──────── MATERIAL PROVIDED

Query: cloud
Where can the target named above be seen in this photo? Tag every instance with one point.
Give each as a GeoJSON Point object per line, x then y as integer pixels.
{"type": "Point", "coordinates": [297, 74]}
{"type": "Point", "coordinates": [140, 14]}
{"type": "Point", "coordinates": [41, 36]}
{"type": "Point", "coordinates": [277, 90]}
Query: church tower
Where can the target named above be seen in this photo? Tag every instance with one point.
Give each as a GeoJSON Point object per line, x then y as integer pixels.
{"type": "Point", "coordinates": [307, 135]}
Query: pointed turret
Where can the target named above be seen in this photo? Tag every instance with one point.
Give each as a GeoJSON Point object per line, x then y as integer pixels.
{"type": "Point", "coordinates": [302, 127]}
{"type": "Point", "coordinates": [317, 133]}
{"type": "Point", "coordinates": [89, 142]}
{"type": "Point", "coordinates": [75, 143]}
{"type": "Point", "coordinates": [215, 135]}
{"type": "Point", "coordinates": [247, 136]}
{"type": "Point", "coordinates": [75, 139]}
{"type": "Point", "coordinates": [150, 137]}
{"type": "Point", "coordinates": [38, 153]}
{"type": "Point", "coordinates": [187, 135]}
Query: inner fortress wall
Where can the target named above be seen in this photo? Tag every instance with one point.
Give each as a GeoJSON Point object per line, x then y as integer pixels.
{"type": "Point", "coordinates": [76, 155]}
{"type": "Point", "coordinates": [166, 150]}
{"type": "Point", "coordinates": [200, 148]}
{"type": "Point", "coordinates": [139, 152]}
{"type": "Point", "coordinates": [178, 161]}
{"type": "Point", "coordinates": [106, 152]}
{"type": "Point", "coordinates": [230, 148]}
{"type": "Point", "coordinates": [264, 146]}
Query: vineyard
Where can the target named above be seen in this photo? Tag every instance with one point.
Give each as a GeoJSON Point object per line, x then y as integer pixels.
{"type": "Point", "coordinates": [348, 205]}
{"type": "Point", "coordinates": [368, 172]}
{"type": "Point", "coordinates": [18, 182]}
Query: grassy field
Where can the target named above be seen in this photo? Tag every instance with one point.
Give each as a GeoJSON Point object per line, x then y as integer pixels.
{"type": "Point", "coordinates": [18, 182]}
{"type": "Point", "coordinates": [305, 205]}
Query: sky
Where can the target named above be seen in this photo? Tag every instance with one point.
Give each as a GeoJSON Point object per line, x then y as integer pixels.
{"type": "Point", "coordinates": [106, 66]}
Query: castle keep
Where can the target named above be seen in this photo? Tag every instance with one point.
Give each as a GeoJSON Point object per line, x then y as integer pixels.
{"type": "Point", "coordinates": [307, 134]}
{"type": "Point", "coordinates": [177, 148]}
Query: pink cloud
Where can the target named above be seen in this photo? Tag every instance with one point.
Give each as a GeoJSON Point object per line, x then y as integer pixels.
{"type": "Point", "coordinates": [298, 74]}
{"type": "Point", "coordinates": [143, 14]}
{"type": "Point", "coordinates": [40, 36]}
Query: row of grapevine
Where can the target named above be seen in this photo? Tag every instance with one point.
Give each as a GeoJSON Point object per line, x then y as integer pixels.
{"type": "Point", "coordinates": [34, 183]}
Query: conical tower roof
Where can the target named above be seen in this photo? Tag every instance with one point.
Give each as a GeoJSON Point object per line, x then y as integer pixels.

────────────────

**TASK PROMPT:**
Each line in the listing needs to be copied exactly.

**RESULT OF THIS TASK:**
Query: cloud
Where can the target named above be seen in this photo? Tag every instance with one point.
Give each as a GeoJSON Point object per line, x then y as integer pixels.
{"type": "Point", "coordinates": [297, 74]}
{"type": "Point", "coordinates": [140, 14]}
{"type": "Point", "coordinates": [41, 36]}
{"type": "Point", "coordinates": [277, 90]}
Query: church tower
Where can the target named above be seen in this photo? Tag every instance with one point.
Give each as a GeoJSON Point object per line, x then y as integer pixels.
{"type": "Point", "coordinates": [307, 135]}
Query: pointed turret
Where can the target named above be seen in this photo? Tag every instance with one point.
Give each as a GeoJSON Point object per line, x then y as integer pixels.
{"type": "Point", "coordinates": [302, 127]}
{"type": "Point", "coordinates": [317, 133]}
{"type": "Point", "coordinates": [89, 142]}
{"type": "Point", "coordinates": [75, 143]}
{"type": "Point", "coordinates": [215, 135]}
{"type": "Point", "coordinates": [247, 136]}
{"type": "Point", "coordinates": [75, 139]}
{"type": "Point", "coordinates": [150, 137]}
{"type": "Point", "coordinates": [38, 153]}
{"type": "Point", "coordinates": [187, 135]}
Query: inner fortress wall
Where can the target named above be seen in this photo? Tag every instance with one point.
Give each as a GeoJSON Point object per line, x then y as integer pixels.
{"type": "Point", "coordinates": [76, 155]}
{"type": "Point", "coordinates": [166, 150]}
{"type": "Point", "coordinates": [200, 148]}
{"type": "Point", "coordinates": [139, 152]}
{"type": "Point", "coordinates": [178, 161]}
{"type": "Point", "coordinates": [106, 152]}
{"type": "Point", "coordinates": [230, 148]}
{"type": "Point", "coordinates": [264, 146]}
Query: vineyard
Where can the target named above be seen in this photo? Tag every instance with one point.
Give each as a GeoJSON Point object per line, x then y as integer pixels.
{"type": "Point", "coordinates": [348, 205]}
{"type": "Point", "coordinates": [368, 172]}
{"type": "Point", "coordinates": [18, 182]}
Query: grassy field
Where can the target named above be seen in this photo? Tag every instance with one point.
Give each as a GeoJSON Point object per line, x then y as integer pixels.
{"type": "Point", "coordinates": [18, 182]}
{"type": "Point", "coordinates": [305, 205]}
Query: sky
Where can the target named above be seen in this photo? Tag every instance with one point.
Give each as a GeoJSON Point object per line, x then y as integer pixels.
{"type": "Point", "coordinates": [106, 66]}
Query: castle keep
Where can the target named above be seen in this photo? Tag every instance with one point.
Give each as a GeoJSON Point object per line, x then y as integer pixels.
{"type": "Point", "coordinates": [307, 134]}
{"type": "Point", "coordinates": [177, 148]}
Query: pink cloud
Where can the target named above be seen in this photo? Tag every instance with one point.
Give each as a GeoJSON Point object per line, x then y as integer pixels.
{"type": "Point", "coordinates": [298, 74]}
{"type": "Point", "coordinates": [143, 14]}
{"type": "Point", "coordinates": [40, 36]}
Query: row of grapevine
Where can the target named above be seen in this photo? Tag every instance with one point.
Give each as a GeoJSON Point object per line, x then y as integer pixels.
{"type": "Point", "coordinates": [34, 183]}
Query: conical tower roof
Where can the target named above be seen in this photo? Tag every instance with one point.
Give each as a GeoJSON Point object per line, x then y as integer pixels.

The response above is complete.